**Work instruction**
Skip the images and return the records below exactly.
┄┄┄┄┄┄┄┄┄┄
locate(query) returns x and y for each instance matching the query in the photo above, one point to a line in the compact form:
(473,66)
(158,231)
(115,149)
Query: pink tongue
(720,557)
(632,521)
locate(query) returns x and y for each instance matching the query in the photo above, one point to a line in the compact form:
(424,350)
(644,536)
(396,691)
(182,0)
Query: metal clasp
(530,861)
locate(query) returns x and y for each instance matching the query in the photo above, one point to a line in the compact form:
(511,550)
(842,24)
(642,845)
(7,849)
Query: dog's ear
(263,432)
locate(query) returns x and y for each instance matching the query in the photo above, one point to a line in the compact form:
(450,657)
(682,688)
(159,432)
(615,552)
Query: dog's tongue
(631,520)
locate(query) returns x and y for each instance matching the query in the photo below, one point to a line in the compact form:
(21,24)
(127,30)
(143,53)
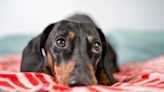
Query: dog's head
(72,50)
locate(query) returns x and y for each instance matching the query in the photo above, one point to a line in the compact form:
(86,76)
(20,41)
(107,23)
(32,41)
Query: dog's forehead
(64,27)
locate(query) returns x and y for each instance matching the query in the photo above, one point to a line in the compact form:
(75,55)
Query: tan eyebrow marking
(71,35)
(90,38)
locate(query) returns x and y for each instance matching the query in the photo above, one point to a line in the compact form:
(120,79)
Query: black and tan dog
(74,51)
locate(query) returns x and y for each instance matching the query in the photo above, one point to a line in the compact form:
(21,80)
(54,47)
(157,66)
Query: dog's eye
(97,47)
(61,42)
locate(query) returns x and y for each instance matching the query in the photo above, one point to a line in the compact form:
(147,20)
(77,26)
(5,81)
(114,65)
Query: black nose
(73,83)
┄┄┄┄┄┄┄┄┄┄
**Exercise output**
locate(query) returns x and y for each instance matching the query in the photo above, one point to a line in the compact form:
(473,66)
(158,231)
(115,149)
Query: pink tongue
(720,557)
(632,521)
locate(query) returns x and y for each instance matching the query in the photo above, one point to a line in the compact form:
(424,350)
(644,536)
(396,691)
(182,0)
Query: metal clasp
(530,861)
locate(query) returns x and y for each instance matching the query in the photo above, one point to a line in the compact form:
(511,550)
(842,24)
(642,845)
(7,849)
Query: dog's ear
(263,432)
locate(query) returns x and y for each instance matching the query in the photo above, one point to a line in the compact form:
(450,657)
(682,688)
(159,432)
(615,552)
Query: dog's tongue
(631,520)
locate(query) returns x and y for each instance matching the query in the photo below, one point to a line in the compact form:
(21,24)
(127,30)
(143,53)
Query: dog's head
(72,50)
locate(query) returns x and y for each instance matching the query in the photo above, one point to a line in the compact form:
(86,76)
(20,41)
(107,23)
(32,41)
Query: dog's forehead
(64,27)
locate(query) returns x and y for each instance matching the query in the photo above, one point to a line in the compact form:
(75,55)
Query: tan eyebrow marking
(71,35)
(90,38)
locate(query) returns x and y for each instance matching the query in the photo above, one point to a line in the compact form:
(120,79)
Query: black and tan dog
(74,51)
locate(query) returns x and y for each instance matching the query in the photo above, one point to a line in the compact form:
(21,80)
(54,47)
(157,66)
Query: dog's eye
(97,47)
(61,42)
locate(query) returns x and y for each instance matching the query in the photo above, one point to a line in the compact form:
(147,20)
(77,26)
(5,81)
(114,65)
Query: black nose
(73,83)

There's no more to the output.